## Goal
Reproduce word for word the passage of the forum thread on query optimization between "I have to tables, component" and "component_id and history_timestamp.", inclusive.

## Selected text
========

Question about query optimization

Started by Nonameover 19 years ago5 messagesgeneral

Matthias.Pitzl@izb.de

over 19 years ago

Hello!

I have to tables, component with unchanging component data and a
component_history table containing the history of some other values that can
change in time.
The table component_history holds a foreign key to the component_id column
in the component table. The table component_history has a primary key over
the columns component_id and history_timestamp.

Now, we often need to get the situation at a given time out of these tables
and at moment we use following query:

--------------------------------------------------------
SELECT * FROM component JOIN component_history AS c_h USING(component_id)
WHERE history_timestamp = (
SELECT history_timestamp FROM component_history
WHERE c_h.component_id = component_history.component_id AND
history_timestamp <= '2006-10-01'
ORDER BY history_timestamp DESC LIMIT 1
)
--------------------------------------------------------

The query gets executed like this:
--------------------------------------------------------
Hash Join (cost=32540.55..32665.07 rows=32 width=78) (actual
time=118.958..136.416 rows=4160 loops=1)
Hash Cond: ("outer".component_id = "inner".component_id)
-> Seq Scan on component (cost=0.00..71.31 rows=4231 width=19) (actual
time=0.004..3.685 rows=4231 loops=1)
-> Hash (cost=32540.47..32540.47 rows=32 width=63) (actual
time=118.165..118.165 rows=0 loops=1)
-> Seq Scan on component_history c_h (cost=0.00..32540.47 rows=32
width=63) (actual time=0.092..111.985 rows=4160 loops=1)

========

## Record list
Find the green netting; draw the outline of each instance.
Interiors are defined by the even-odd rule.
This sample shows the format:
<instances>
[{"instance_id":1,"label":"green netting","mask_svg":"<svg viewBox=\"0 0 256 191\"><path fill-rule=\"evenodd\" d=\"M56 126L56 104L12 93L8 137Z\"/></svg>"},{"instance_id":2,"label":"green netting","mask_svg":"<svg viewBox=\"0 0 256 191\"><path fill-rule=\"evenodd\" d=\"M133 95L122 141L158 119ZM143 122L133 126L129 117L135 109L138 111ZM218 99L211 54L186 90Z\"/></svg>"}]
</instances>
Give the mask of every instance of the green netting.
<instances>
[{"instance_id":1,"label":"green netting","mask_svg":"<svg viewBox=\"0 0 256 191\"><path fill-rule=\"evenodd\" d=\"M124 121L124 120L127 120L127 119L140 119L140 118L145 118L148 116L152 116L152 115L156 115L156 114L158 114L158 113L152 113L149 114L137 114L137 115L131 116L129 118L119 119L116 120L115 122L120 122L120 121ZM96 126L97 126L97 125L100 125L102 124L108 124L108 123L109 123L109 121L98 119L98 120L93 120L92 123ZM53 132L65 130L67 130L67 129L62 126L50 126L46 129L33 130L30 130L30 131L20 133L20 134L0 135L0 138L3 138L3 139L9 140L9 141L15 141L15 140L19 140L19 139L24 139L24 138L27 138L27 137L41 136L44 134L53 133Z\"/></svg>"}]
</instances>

========

## Solved problem
I have to tables, component with unchanging component data and a
component_history table containing the history of some other values that can
change in time.
The table component_history holds a foreign key to the component_id column
in the component table. The table component_history has a primary key over
the columns component_id and history_timestamp.